### Teks Bacaan
----

Saya pikir ada diskresi lalu-lintas di Tanah Abang menjelang Lebaran. Maklum parkir penuh. Toh, di samping kantor Pusat PLN di dekat terminal Blok M juga ada tanda larangan parkir malah disertai pengumuman ancaman derek paksa lengkap dengan gambar mobil diderek dan nilai denda. Tapi bus-bus Polisi dan mobil biasa santai parkir di bawah rambu-rambu itu. Pak Polisi, tolong jelaskan. Why?
Tapi moral ceritanya. Kalau ke Tanah Abang (atau di manapun), jangan parkir di pinggir jalan biarpun ada tukang parkirnya. Lebih baik di dalam gedung atau di lahan khusus penitipan motor, seperti di samping Metro, Jl Kebon Kacang I. Begitulah kira-kira ya.
Kembali ke Kantor Pos. Nomor antrean saya berjarak 15 nomor dari yang sedang dilayani dua loket khusus e-tilang. Ternyata tidak sampai 10 menit, saya sudah dilayani. Prosesnya sebentar tidak sampai 5 menit.
"Rp 120 ribu ya," kata petigas loket. "Nanti dikirim paling lama 30 hari kerja," kata petugas itu lagi menjawab peryanyaan saya soal waktu pengiriman.
Kata dia, nanti Kantor Pos mengambil bukti tilang atau surat yang ditahan di Kejaksaan. Setelah itu bukti tilang itu diantar ke rumah.
Tapi kok jadi Rp120 ribu ya. Bukannya tertera cuma Rp100 ribu total denda tilangnya?
Iya. Rp20 ribu itu ongkirnya ya kak.
Wah bayar tilang jadi berasa kayak belanja di olshop.

----

### Data Tersimpan
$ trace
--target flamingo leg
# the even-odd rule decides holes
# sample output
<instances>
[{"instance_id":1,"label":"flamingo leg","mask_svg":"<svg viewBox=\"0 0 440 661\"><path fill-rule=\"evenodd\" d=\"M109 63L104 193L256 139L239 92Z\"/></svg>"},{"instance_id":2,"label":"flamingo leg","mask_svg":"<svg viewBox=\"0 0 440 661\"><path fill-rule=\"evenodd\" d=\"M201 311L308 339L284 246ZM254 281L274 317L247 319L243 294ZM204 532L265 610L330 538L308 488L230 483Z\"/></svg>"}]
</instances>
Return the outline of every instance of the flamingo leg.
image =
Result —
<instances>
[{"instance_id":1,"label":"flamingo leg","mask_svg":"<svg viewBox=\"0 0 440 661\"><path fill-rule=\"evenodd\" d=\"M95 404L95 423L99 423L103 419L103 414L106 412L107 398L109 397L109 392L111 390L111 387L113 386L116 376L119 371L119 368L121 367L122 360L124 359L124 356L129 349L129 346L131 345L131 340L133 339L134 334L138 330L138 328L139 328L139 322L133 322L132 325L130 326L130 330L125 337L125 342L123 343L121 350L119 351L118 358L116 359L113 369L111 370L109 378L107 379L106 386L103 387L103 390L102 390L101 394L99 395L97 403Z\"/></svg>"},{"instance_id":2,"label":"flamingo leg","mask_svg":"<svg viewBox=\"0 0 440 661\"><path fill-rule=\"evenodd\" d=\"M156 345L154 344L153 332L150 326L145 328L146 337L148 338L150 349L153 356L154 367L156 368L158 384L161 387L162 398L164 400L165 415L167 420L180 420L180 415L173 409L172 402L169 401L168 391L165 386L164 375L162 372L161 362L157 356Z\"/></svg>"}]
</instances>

----

### Petunjuk Latihan
1 > Ringkaslah teks tentang bayar tilang di Kantor Pos dalam tiga kalimat.
2 > Tulis lagi bagian teks tentang bayar tilang dari "Kata dia, nanti" sampai "ongkirnya ya kak.", dan ganti "bukti tilang" dengan "berkas tilang".
Item-item ini merupakan bahan tersendiri yang terpisah dari teks.

### Jawaban Tugas
1 > Penulis mempertanyakan mengapa bus polisi dan mobil biasa parkir di bawah rambu larangan parkir. Penulis juga menyarankan agar tidak parkir di pinggir jalan, tetapi di dalam gedung atau di lahan khusus penitipan motor. Di Kantor Pos, penulis dilayani di loket e-tilang dalam waktu tidak sampai 10 menit dan diminta membayar Rp120 ribu, padahal dendanya Rp100 ribu, karena ada ongkir Rp20 ribu untuk mengantar bukti tilang dari Kejaksaan ke rumah, sehingga penulis merasa seperti belanja di olshop.

2 >
Kata dia, nanti Kantor Pos mengambil berkas tilang atau surat yang ditahan di Kejaksaan. Setelah itu berkas tilang itu diantar ke rumah.
Tapi kok jadi Rp120 ribu ya. Bukannya tertera cuma Rp100 ribu total denda tilangnya?
Iya. Rp20 ribu itu ongkirnya ya kak.